Work order: Do any lines in the data below contain "oval"? If so, copy every one of them.

Study material:

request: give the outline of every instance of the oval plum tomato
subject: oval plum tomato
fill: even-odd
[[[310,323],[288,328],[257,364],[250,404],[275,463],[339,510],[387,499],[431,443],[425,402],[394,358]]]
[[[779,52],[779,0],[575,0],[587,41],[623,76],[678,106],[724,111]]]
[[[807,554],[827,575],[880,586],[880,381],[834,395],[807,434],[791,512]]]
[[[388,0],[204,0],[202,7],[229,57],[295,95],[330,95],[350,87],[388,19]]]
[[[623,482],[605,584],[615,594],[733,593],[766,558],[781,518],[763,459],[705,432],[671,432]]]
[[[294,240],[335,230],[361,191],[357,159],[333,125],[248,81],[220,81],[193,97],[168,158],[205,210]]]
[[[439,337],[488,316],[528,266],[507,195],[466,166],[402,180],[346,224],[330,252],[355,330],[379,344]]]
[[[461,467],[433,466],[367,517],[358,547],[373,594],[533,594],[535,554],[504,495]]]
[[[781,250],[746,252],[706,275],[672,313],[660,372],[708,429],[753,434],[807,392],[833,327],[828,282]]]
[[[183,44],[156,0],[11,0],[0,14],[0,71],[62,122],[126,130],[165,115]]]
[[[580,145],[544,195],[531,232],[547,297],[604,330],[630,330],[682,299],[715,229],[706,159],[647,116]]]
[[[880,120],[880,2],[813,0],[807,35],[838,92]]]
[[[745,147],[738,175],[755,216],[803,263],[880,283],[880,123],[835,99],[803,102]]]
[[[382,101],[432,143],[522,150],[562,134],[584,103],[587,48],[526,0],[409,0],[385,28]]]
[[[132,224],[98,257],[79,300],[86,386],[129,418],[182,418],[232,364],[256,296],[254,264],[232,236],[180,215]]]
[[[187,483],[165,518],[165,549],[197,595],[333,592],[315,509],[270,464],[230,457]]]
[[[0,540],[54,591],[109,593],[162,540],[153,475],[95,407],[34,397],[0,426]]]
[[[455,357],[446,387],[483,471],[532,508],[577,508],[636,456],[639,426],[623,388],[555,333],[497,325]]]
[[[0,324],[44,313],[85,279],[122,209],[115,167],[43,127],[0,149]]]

Solution:
request: give the outline of every instance of the oval plum tomato
subject: oval plum tomato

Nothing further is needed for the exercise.